## DOCUMENT TEXT
—————

PII Scan

This endpoint analyzes the uploaded dataset for Personally Identifiable Information (PII) exposure. It uses AI-powered analysis combined with regex-based detection to identify sensitive data across all columns and rows.

Request

upload_id

string

required

UUID of the uploaded dataset from /api/data/upload.

scan_id

string

Optional UUID of an existing scan to associate findings with. If not provided, findings are stored with upload_id only.

Example Request

curl -X POST https://your-domain.com/api/data/pii-scan \
  -H "Content-Type: application/json" \
  -d '{
    "upload_id": "a3f12b45-8c7d-4e9f-b1a2-3c4d5e6f7g8h",
    "scan_id": "f7e6d5c4-b3a2-1098-7654-321fedcba098"
  }'

Response

findings

array

required

Array of PII findings detected in the dataset. Each finding contains:

column_name (string) - Name of the column containing PII
pii_type (string) - Type of PII detected
severity (string) - Risk severity level
confidence (number) - AI confidence score (0-100)
match_count (number) - Number of rows with PII matches
total_rows (number) - Total rows analyzed
masked_samples (array) - Sample values with PII masked
detection_regex (string) - Regex pattern used for detection
violation_text (string) - Description of the privacy risk
suggestion (string) - Recommended remediation action

summary

string

required

Human-readable summary of PII analysis results.

—————

## PROVIDED MATERIAL
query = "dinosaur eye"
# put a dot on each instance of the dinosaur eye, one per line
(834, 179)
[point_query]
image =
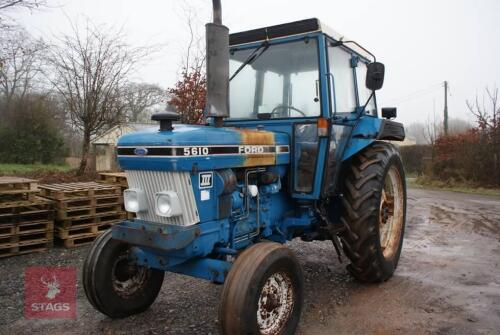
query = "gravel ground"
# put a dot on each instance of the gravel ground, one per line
(447, 282)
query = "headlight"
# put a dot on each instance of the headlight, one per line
(134, 200)
(168, 204)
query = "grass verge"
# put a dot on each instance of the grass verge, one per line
(452, 186)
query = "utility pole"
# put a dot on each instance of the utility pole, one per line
(445, 108)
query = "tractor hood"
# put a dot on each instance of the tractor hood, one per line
(193, 148)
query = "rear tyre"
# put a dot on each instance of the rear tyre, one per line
(263, 292)
(374, 212)
(113, 284)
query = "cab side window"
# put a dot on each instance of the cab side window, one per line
(339, 61)
(364, 93)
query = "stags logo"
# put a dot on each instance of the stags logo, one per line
(50, 292)
(52, 287)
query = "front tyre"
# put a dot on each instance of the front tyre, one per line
(263, 292)
(374, 212)
(114, 285)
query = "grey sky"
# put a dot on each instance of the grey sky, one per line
(421, 42)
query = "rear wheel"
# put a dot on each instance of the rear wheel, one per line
(114, 285)
(374, 212)
(263, 292)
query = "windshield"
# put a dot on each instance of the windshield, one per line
(282, 82)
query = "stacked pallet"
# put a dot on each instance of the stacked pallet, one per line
(117, 179)
(84, 210)
(26, 220)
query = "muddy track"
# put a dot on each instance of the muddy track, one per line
(448, 282)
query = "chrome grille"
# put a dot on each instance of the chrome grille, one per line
(152, 182)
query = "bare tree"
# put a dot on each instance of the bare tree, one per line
(89, 69)
(139, 97)
(488, 118)
(8, 6)
(21, 60)
(29, 4)
(193, 59)
(433, 130)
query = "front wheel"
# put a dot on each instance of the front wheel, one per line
(114, 285)
(374, 212)
(263, 292)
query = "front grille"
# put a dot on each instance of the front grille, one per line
(152, 182)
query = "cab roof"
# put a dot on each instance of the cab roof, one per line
(289, 29)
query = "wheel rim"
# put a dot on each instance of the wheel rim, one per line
(275, 304)
(127, 277)
(391, 213)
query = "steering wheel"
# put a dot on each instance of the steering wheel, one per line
(287, 107)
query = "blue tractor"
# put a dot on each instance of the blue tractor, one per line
(302, 154)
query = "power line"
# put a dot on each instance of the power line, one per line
(416, 94)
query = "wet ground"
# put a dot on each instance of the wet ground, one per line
(447, 282)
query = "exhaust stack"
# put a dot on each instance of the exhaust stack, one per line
(217, 38)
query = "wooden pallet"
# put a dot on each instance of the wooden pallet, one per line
(74, 242)
(89, 220)
(78, 190)
(86, 202)
(82, 231)
(26, 206)
(34, 227)
(27, 214)
(79, 212)
(114, 178)
(17, 189)
(25, 248)
(25, 237)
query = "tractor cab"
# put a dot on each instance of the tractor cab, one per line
(292, 149)
(300, 79)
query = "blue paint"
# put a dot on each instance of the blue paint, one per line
(232, 222)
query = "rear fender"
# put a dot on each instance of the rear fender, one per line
(368, 130)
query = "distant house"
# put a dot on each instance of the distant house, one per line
(104, 146)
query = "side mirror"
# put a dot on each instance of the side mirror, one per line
(389, 112)
(375, 76)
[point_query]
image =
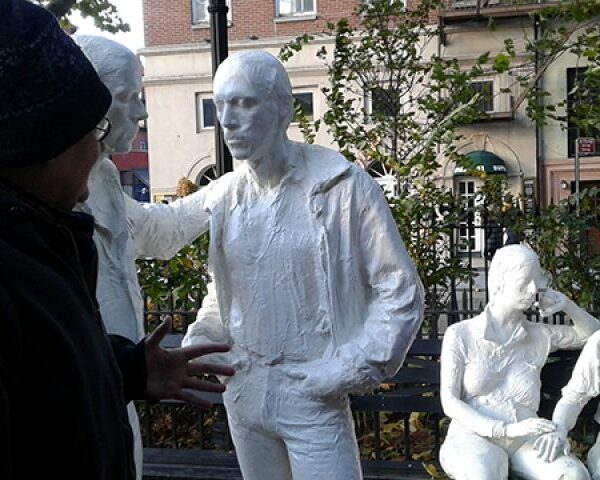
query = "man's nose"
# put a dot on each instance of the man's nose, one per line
(228, 118)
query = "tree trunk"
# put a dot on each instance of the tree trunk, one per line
(60, 7)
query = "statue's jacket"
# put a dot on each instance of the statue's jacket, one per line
(374, 296)
(63, 386)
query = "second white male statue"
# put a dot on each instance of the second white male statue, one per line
(312, 284)
(124, 229)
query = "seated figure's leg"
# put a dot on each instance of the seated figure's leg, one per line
(250, 405)
(320, 440)
(593, 460)
(527, 465)
(468, 456)
(261, 457)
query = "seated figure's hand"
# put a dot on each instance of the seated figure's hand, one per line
(529, 427)
(551, 301)
(552, 445)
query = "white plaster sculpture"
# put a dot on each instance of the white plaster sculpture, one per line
(490, 376)
(312, 284)
(583, 386)
(124, 229)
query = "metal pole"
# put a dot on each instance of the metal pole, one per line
(218, 30)
(577, 173)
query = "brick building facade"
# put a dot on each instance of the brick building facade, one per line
(178, 85)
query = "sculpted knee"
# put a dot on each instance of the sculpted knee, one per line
(576, 472)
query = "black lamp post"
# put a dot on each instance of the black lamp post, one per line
(218, 31)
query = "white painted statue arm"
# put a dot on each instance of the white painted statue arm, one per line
(582, 387)
(394, 315)
(208, 327)
(584, 325)
(395, 310)
(161, 230)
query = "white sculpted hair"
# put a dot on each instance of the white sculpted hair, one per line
(507, 260)
(266, 73)
(110, 59)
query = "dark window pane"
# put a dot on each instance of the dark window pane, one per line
(486, 91)
(208, 113)
(383, 102)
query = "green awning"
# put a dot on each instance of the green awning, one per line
(483, 161)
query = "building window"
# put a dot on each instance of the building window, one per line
(304, 103)
(485, 89)
(469, 225)
(205, 113)
(290, 8)
(579, 99)
(200, 14)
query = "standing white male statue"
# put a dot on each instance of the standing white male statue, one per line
(313, 287)
(490, 376)
(124, 229)
(582, 387)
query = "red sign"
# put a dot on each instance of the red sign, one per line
(586, 146)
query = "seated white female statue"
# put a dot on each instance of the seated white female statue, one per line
(490, 376)
(582, 387)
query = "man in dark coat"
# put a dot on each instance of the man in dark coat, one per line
(64, 383)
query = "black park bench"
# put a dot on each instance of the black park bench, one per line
(412, 395)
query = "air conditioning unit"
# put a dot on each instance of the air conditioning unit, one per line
(473, 3)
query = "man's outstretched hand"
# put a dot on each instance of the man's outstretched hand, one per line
(172, 375)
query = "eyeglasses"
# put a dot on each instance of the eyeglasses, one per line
(102, 130)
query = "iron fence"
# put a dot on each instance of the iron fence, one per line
(403, 419)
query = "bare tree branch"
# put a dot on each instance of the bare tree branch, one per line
(60, 7)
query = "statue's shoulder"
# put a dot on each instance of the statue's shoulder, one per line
(326, 163)
(464, 328)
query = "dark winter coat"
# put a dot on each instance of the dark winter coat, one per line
(62, 394)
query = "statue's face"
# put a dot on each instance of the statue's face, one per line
(249, 118)
(126, 111)
(520, 286)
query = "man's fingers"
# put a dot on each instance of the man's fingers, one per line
(188, 397)
(199, 369)
(196, 351)
(160, 332)
(194, 383)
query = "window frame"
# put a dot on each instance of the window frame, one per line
(206, 23)
(491, 101)
(572, 74)
(301, 14)
(470, 199)
(200, 98)
(313, 115)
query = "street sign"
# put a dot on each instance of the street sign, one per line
(586, 146)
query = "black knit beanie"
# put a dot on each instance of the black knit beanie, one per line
(50, 94)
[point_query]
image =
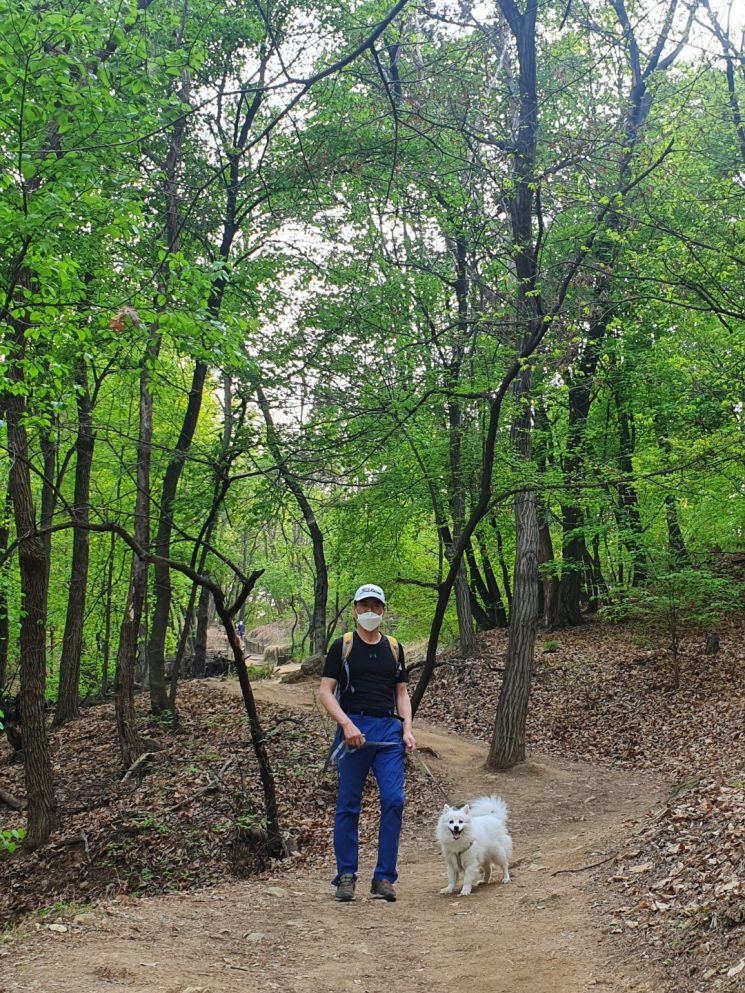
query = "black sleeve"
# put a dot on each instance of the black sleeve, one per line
(332, 665)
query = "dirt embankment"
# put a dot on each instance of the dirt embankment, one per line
(542, 932)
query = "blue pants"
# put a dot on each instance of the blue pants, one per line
(387, 765)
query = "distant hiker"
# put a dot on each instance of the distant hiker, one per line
(363, 688)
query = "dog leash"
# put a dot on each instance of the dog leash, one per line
(342, 749)
(415, 755)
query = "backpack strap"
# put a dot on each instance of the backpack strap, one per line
(346, 647)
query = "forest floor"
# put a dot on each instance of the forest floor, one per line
(602, 898)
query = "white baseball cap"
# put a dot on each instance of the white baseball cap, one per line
(369, 589)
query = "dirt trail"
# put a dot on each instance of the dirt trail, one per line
(539, 934)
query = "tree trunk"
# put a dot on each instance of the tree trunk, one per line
(33, 566)
(200, 642)
(508, 739)
(456, 481)
(106, 645)
(275, 846)
(495, 596)
(320, 570)
(627, 492)
(549, 584)
(162, 582)
(4, 620)
(72, 640)
(130, 745)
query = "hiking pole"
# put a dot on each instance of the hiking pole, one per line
(415, 755)
(342, 749)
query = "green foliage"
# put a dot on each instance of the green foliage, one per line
(10, 839)
(679, 596)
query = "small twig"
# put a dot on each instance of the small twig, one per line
(583, 868)
(215, 782)
(211, 786)
(415, 755)
(10, 801)
(284, 720)
(137, 765)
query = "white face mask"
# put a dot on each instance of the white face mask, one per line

—————

## CHECK YOUR UNDERSTANDING
1. Name every field in each finding of the PII Scan documentation that has the type string.
2. According to the PII Scan documentation, what is the purpose of supplying scan_id in a request, and what happens when it is left out?
3. Copy word for word the stretch of the PII Scan documentation from "column_name (string) - Name" through "confidence score (0-100)".

## ANSWERS TO THE EXERCISE
1. column_name, pii_type, severity, detection_regex, violation_text, suggestion

2. Supplying scan_id associates the findings with an existing scan. If it is not provided, the findings are stored with upload_id only.

3.
column_name (string) - Name of the column containing PII
pii_type (string) - Type of PII detected
severity (string) - Risk severity level
confidence (number) - AI confidence score (0-100)